■ AIM OF THE TASK: Could you write the next part of the passage on the petrochemicals downturn, picking up after its final sentence?

Petrochemicals may be experiencing a severe cyclical downturn, triggered by excessive capacity build-out, but it’s one of the oil and gas sector’s best long-term bets. Its sustained growth prospects reflect the incredible utility of plastics. But another key attraction is petchems’ lower greenhouse gas emissions through the value chain relative to the combustible fuels that account for most of the dollars in a typical barrel of oil.

I asked our Research experts – Kelly Cui, Darryl Xu, Yuqi Hu and Alan Gelder – about the timing of petrochemicals’ recovery and whether the downturn might spark change in the corporate landscape.

First, the bullish long-term outlook for petrochemicals demand is undimmed by the current downturn. One measure is feedstock – we expect demand for naphtha and LPG to increase by 7 million b/d, or 50%, through 2050. In contrast, demand for combustible fuels for each of the road transport, shipping, RCA, industry and power generation sectors peaks and enters terminal decline in the next 10 years. Jet fuel for aviation, which is harder to decarbonise than other transport fuels, is an exception.

Most petrochemical demand growth is about plastic in its multifarious forms, driven by rising GDP, population and prosperity in developing economies, and Asia in particular.

Second, the downturn is of the industry’s own making. Eyeing future growth, companies have over-invested for several years. Annual capacity additions in ethylene, the building block of the plastics product suite, have increased five-fold from 2.3 million tons at the 2015 low point to over 10 million tons from 2020 to 2023.

China is responsible for two-thirds of the new ethylene capacity and will also triple domestic paraxylene (PX) capacity, a key raw material for producing polyester. China’s investment surge results in part from private polyester producers – previously heavily reliant on imports – back-integrating into refining to lock in PX feedstock. The other factor is strategic: the giant Chinese NOCs, Sinopec and PetroChina, in adapting for the transition, are investing to skew downstream portfolios away from fuels towards petrochemicals products.

With global ethylene capacity build outstripping demand growth by two to one over the last four years, the industry’s operating rate has fallen from over 90% in the four years to 2019 to 82% in 2023. Other petrochemical products are also suffering from falling utilisation rates. Profit margins have been squeezed and much of the petrochemicals industry is under severe financial pressure.

The immediate outlook remains challenging. Investment outside China has come to an abrupt halt, but in China itself, capacity additions don’t peak until 2026. Global demand will jump from 2024 on our forecasts as the global economy recovers but it will take time to absorb the surplus capacity. We don’t expect operating rates to get back to 90% until the end of the decade.

[Data items]
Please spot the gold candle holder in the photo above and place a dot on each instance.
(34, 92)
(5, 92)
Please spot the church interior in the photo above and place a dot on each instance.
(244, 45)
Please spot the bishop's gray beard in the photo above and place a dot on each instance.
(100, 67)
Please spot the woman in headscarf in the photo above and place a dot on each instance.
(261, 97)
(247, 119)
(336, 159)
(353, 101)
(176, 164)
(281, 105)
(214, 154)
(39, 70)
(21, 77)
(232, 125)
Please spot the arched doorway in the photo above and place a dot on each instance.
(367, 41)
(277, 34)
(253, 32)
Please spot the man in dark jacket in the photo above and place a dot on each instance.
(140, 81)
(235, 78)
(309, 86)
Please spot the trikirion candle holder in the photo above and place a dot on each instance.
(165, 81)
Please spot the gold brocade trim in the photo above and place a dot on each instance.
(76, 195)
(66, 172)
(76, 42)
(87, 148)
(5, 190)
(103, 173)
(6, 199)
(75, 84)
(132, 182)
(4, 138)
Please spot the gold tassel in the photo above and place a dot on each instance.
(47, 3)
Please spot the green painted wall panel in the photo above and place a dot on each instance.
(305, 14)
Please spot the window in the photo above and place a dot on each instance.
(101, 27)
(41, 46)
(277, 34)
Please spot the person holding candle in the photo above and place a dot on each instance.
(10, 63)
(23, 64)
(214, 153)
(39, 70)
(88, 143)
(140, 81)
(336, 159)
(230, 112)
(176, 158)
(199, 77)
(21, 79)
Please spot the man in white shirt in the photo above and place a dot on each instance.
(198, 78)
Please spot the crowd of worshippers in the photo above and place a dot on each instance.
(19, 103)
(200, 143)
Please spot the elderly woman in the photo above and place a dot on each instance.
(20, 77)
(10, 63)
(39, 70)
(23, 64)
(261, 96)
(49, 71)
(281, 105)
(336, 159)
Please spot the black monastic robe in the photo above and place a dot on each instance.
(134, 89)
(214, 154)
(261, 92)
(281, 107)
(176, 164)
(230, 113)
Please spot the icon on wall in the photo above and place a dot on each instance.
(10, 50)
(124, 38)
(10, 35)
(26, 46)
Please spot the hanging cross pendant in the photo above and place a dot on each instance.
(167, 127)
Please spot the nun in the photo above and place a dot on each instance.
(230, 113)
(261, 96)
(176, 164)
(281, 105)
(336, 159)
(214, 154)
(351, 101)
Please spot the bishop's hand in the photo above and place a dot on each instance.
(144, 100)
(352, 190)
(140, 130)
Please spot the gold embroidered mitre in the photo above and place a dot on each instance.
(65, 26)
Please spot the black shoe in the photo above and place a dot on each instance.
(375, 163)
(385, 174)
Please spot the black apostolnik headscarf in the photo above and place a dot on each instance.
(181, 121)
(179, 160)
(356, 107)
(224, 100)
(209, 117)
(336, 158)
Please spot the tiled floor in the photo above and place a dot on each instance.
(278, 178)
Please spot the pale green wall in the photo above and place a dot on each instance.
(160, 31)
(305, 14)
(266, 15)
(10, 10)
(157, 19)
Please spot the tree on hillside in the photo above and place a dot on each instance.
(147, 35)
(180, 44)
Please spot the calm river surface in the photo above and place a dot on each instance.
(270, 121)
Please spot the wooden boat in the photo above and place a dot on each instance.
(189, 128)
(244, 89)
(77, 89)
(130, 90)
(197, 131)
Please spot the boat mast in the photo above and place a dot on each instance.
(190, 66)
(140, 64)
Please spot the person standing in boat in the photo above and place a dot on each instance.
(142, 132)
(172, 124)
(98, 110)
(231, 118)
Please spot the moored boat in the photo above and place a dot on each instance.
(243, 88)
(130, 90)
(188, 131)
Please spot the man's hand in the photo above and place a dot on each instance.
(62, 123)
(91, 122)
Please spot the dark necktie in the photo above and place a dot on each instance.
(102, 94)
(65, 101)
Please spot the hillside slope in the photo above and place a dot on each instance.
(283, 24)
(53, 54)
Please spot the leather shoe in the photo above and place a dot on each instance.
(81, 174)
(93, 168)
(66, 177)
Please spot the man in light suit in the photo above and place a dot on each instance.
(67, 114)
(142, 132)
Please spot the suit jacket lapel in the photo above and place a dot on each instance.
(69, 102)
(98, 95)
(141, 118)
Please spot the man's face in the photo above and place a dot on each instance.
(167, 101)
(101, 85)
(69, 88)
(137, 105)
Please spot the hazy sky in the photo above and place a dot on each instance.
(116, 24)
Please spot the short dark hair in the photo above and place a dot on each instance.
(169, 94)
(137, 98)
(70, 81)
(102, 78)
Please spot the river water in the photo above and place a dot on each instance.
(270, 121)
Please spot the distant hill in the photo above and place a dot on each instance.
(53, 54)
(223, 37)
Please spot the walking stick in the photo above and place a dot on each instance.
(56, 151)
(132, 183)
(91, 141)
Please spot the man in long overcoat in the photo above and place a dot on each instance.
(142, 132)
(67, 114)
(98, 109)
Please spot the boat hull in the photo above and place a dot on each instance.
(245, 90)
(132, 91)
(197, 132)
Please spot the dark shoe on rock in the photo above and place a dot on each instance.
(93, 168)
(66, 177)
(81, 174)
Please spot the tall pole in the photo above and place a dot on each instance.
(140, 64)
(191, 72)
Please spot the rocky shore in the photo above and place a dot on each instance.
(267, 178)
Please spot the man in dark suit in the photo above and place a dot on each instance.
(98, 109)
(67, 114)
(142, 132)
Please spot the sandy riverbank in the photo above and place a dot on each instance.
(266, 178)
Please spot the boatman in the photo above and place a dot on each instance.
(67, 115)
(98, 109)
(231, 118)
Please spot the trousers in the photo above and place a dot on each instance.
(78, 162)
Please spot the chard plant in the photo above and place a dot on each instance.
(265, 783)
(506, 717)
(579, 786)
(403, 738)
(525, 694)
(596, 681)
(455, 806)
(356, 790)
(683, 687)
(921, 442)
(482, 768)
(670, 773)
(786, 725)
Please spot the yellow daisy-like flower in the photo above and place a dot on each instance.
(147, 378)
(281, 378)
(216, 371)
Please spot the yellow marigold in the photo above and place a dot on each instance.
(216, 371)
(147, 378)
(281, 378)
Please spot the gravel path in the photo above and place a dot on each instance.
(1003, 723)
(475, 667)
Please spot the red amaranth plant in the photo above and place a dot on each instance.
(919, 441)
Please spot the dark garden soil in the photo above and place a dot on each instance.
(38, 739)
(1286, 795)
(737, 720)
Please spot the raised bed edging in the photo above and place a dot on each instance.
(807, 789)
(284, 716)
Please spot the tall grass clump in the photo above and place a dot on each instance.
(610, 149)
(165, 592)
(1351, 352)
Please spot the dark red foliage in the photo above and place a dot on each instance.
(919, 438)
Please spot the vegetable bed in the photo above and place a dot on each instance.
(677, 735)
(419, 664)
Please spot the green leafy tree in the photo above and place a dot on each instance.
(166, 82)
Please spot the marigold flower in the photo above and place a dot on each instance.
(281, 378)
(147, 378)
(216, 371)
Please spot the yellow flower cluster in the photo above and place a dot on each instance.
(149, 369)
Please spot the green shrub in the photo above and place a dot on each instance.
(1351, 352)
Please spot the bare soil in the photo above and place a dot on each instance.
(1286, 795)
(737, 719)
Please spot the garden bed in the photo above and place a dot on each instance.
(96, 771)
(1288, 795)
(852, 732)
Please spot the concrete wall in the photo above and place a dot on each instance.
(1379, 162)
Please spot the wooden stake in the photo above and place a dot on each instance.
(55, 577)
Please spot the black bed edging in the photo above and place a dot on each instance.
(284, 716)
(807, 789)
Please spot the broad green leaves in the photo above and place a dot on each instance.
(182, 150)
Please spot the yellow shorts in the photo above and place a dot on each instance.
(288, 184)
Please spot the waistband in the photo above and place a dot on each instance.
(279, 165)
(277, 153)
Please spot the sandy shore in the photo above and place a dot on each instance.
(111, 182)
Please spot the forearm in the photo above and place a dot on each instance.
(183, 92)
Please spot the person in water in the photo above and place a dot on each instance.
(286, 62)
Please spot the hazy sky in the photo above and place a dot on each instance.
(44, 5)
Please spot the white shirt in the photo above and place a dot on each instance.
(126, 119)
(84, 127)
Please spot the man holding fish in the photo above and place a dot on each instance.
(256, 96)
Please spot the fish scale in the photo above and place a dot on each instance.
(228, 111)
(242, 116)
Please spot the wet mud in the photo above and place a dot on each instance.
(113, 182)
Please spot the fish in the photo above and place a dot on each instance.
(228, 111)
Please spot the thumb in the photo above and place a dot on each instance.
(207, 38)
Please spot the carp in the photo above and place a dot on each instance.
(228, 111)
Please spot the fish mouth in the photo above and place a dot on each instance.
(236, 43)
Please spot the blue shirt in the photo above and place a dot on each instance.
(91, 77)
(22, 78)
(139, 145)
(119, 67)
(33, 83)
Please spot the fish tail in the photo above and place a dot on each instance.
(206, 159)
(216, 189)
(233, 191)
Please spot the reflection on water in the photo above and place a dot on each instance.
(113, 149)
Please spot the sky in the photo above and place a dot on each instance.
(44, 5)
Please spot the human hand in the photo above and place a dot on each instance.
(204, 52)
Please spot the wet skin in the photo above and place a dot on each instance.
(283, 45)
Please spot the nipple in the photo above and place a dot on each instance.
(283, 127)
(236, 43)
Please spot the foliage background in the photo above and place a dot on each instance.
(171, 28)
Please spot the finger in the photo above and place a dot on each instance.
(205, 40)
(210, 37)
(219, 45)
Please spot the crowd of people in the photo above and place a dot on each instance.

■ ANSWER TO THE TASK:
Best placed to weather the storm are gas-based crackers in the Middle East and the US, with low feedstock costs and integrated refiners/petrochemical facilities that have optionality in both fuels and petchems.

Third, the downturn will accelerate industry consolidation. Higher-cost, standalone units are most at risk. China has already announced the closure of five small steam crackers, taking 1.2 Mtpa of ethylene capacity out of the market by 2026. We expect more Asian crackers to close in Taiwan, Japan and South Korea. In Europe, six crackers totalling 2.5 Mtpa of ethylene capacity could close in the next few years. Paraxylene capacity rationalisation will be a trickier proposition, given its close integration with refinery gasoline production.

The downcycle also presents an opportunity for strategic buyers – and big integrated players in particular – to strengthen their portfolios for the transition. We expect IOCs will continue to be net sellers, high grading portfolios around advantaged assets in the US, Middle East and Europe.

Middle Eastern NOCs will look to extend their reach into growth markets. ADNOC is particularly active – it’s bidding for a minority stake in Braskem, the Brazilian petrochemical business with global exposure across plastics markets; and has also made an offer for Covestro, a producer of high-performance engineering polymers, which is listed in Frankfurt but has global reach.

The big question: how can Middle Eastern NOCs gain a bigger foothold in the key Asian growth markets? The primary goal of Saudi Aramco and others in building significant downstream assets in Asia over the last decade has been to secure offtake for crude oil production. These facilities now offer opportunities for organic growth in petrochemicals; to serve as a platform for further acquisitions; or to forge new partnerships in the sector.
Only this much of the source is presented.